-- START Data supplied --

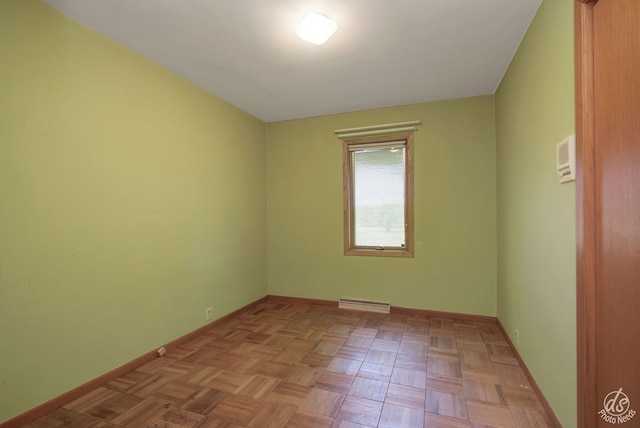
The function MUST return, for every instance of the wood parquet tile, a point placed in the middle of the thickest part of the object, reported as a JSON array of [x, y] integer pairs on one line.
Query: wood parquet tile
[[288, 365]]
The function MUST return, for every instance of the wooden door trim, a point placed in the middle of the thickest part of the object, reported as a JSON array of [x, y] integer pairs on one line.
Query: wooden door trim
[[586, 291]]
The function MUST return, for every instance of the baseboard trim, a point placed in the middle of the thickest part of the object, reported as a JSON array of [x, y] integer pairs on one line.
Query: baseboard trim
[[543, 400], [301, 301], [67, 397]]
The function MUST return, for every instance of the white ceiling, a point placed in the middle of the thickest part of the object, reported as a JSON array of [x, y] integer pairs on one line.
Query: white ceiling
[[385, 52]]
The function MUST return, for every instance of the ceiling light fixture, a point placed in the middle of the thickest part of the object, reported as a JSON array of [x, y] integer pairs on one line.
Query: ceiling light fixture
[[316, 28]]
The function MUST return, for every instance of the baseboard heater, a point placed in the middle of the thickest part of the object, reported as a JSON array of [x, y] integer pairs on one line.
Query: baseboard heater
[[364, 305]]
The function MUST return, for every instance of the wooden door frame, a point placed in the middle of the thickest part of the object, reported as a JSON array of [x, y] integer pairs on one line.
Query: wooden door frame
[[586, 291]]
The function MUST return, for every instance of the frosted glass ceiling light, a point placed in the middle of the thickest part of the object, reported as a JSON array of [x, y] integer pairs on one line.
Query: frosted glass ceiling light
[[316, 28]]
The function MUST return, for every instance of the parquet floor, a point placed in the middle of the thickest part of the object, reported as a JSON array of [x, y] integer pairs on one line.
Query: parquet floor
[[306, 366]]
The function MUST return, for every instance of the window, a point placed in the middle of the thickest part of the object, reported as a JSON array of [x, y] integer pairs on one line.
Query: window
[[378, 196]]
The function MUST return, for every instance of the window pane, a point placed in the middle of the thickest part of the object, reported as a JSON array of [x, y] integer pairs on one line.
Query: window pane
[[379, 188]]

-- END Data supplied --

:: Instruction ::
Write out the data again from the line containing "The function MUST return, for every instance of the frosted" through the end, both included, keeping the requests. Shift every x and y coordinate in the answers by -32.

:: Full answer ::
The function MUST return, for every instance of the frosted glass ceiling light, a point placed in the middle of the thickest part of the object, reported as a JSON array of [x, y] integer pairs on one line.
Query: frosted glass ceiling light
[[284, -4]]
The function MUST return, for every instance of the parquet floor, a point placed in the middle of the thickest part of the object, reported as a JSON array of [x, y] integer pairs on one line.
Query: parquet floor
[[274, 334]]
The function MUST return, for every instance of the window, a point placed in the middle of the thickest part of the object, reported as a JSON array of [x, y] integer pairs on one line.
Query: window
[[346, 164]]
The function MUST return, for every instance of the window pane, a point placed in the middle of the thickest part of the object, reported as a JSON array of [x, y] integer pairs on one line.
Query: window pane
[[347, 156]]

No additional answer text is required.